### GIVEN PASSAGE
Dr. Bray Links

Wednesday, December 21, 2016


Although taurine deficiency is rare in neonates, it is perhaps inevitable with advancing age. Healthy elderly patients ages 61 to 81 have up to a 49% decrease in plasma taurine concentration compared with healthy individuals ages 27 to 57.124 While reduced renal retention125 and taurine intake126 can account for depressed taurine levels, Eppler and Dawson127 found that tissue and circulating taurine concentrations decrease over the human life span primarily due to an age-dependent depletion of CSD activity in the liver. This effectively impairs the biosynthesis of endogenous taurine from cysteine or methionine or both, forcing a greater reliance on exogenous sources.

While specific mechanisms have not been fully elucidated, taurine deficiency has also been identified in patients suffering from diseases including but not limited to disorders of bone (osteogenesis imperfecta, osteoporosis),128 blood (acute myelogenous leukemia),129 central nervous system (schizophrenia, Friedreich ataxia-spinocerebellar degeneration),130,131 retina (retinitis pigmentosa),132 circulatory system and heart (essential hypertension, atherosclerosis),133 digestion (Gaucher disease),134 absorption (short-bowel syndrome),135 cellular proliferation (cancer),136 and membrane channels (cystic fibrosis),137 as well as in patients restricted to long-term parenteral nutrition.138 However, the apparent correlation between taurine deficiency and these conditions does not necessarily mean causation; more study is needed to elucidate a direct connection.

### USING THE INFORMATION
**a)** Answer these questions about the taurine passage:
(i) Compared with healthy individuals ages 27 to 57, by up to what percentage is plasma taurine concentration decreased in healthy elderly patients ages 61 to 81?
(ii) According to Eppler and Dawson, what is the primary cause of the decrease in taurine concentrations over the human life span?
(iii) Which disease is listed as the retinal disorder associated with taurine deficiency?
**b)** Echo the taurine passage word for word, beginning at "Although taurine deficiency" and stopping after "on exogenous sources.".

[Source data]
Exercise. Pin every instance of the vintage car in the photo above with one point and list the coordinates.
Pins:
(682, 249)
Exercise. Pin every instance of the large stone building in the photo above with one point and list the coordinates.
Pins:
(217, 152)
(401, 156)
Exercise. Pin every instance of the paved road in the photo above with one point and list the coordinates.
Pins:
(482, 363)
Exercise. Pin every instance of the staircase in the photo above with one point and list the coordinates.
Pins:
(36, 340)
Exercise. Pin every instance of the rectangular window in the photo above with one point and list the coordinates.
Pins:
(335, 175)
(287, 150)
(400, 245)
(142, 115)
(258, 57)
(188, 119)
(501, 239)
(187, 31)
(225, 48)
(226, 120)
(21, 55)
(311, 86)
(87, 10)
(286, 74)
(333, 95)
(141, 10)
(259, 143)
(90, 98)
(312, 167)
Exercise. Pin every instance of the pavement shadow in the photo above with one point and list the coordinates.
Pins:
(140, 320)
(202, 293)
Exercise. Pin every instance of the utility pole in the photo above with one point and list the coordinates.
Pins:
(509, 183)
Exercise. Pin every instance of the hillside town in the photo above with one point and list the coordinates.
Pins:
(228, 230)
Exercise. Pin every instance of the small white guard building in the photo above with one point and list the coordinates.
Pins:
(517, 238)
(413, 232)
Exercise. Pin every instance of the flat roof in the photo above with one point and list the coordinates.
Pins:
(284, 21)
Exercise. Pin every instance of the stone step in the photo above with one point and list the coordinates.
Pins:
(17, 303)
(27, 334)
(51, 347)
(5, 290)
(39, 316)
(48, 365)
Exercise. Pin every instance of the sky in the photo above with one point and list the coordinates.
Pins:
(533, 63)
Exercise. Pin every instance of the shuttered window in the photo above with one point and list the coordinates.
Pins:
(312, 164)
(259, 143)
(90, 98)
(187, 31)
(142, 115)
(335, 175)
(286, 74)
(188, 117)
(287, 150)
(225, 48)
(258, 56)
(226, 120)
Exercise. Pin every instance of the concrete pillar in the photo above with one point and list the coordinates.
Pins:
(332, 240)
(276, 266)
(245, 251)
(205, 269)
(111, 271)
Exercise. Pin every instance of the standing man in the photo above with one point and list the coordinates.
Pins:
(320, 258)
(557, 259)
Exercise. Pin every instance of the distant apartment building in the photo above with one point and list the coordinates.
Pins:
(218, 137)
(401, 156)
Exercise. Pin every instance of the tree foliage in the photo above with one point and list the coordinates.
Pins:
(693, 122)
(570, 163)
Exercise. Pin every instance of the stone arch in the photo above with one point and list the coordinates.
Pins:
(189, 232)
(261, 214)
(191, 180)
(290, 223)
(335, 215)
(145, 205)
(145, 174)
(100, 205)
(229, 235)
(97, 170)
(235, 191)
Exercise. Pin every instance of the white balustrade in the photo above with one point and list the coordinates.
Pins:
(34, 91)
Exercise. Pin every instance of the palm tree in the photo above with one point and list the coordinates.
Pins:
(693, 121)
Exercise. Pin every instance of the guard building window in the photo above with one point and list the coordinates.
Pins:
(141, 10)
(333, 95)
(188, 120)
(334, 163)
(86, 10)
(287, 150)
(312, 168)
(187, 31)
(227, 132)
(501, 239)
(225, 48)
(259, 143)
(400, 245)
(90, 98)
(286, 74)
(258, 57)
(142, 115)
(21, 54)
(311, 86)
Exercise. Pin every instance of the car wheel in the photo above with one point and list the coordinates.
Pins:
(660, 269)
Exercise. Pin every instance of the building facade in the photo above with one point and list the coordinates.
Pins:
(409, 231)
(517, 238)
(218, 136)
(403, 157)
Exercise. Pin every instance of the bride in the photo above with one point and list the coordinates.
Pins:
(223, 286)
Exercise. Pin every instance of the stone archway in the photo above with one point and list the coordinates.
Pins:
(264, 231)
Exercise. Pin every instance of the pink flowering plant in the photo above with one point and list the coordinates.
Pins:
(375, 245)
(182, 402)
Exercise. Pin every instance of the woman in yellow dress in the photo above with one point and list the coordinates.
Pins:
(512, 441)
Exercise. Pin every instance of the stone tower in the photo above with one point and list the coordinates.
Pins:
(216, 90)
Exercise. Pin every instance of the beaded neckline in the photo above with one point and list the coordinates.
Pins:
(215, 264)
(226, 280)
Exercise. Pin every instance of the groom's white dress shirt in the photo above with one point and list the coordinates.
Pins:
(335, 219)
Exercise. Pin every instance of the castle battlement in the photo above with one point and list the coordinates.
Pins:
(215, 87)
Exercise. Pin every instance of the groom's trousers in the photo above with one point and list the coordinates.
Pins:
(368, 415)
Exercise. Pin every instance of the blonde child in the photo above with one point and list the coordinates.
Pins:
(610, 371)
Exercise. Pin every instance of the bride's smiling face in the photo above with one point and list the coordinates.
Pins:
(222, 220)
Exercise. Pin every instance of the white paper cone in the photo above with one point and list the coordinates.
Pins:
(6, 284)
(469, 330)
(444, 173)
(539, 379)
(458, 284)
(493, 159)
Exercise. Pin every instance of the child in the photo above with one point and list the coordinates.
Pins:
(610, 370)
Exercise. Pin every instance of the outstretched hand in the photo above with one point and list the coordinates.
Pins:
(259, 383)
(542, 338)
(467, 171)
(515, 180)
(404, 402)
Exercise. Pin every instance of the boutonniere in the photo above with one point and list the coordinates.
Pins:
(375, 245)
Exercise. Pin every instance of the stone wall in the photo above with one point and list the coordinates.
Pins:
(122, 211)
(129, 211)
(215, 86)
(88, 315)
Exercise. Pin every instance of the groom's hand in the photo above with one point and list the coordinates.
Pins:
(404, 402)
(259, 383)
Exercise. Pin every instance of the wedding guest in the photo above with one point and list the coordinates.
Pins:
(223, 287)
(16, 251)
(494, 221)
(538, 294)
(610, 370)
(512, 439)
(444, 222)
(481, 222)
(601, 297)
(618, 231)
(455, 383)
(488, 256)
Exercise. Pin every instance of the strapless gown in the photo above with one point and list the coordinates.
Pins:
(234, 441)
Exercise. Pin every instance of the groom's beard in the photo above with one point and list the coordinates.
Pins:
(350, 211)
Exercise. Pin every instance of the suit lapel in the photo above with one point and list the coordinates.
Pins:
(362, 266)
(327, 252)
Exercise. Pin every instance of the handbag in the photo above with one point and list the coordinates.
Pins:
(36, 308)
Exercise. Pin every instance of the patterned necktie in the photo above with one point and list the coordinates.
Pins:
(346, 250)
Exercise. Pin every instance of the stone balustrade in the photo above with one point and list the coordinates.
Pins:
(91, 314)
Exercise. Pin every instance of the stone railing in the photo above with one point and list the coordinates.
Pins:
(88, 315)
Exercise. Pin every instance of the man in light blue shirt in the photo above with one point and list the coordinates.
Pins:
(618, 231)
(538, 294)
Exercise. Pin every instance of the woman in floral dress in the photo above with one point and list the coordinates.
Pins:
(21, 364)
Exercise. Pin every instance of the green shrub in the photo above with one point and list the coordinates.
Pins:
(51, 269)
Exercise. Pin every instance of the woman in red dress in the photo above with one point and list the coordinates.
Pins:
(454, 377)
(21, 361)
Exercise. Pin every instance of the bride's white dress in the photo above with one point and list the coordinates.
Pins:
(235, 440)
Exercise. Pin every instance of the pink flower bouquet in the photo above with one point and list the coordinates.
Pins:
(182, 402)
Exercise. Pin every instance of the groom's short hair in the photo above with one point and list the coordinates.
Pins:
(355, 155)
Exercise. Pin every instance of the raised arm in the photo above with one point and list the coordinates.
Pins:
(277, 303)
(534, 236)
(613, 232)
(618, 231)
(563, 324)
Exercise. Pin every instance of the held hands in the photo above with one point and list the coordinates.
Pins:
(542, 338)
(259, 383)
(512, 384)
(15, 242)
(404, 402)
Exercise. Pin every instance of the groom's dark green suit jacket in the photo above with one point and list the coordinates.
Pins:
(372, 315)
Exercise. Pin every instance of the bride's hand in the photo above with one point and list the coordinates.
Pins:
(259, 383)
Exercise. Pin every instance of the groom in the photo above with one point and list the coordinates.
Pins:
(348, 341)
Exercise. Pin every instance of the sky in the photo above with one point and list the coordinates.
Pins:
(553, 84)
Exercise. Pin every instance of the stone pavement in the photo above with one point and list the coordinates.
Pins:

### ANSWERS PROVIDED
**a)**
(i) Up to 49%.
(ii) An age-dependent depletion of CSD activity in the liver.
(iii) Retinitis pigmentosa.

**b)**
Although taurine deficiency is rare in neonates, it is perhaps inevitable with advancing age. Healthy elderly patients ages 61 to 81 have up to a 49% decrease in plasma taurine concentration compared with healthy individuals ages 27 to 57.124 While reduced renal retention125 and taurine intake126 can account for depressed taurine levels, Eppler and Dawson127 found that tissue and circulating taurine concentrations decrease over the human life span primarily due to an age-dependent depletion of CSD activity in the liver. This effectively impairs the biosynthesis of endogenous taurine from cysteine or methionine or both, forcing a greater reliance on exogenous sources.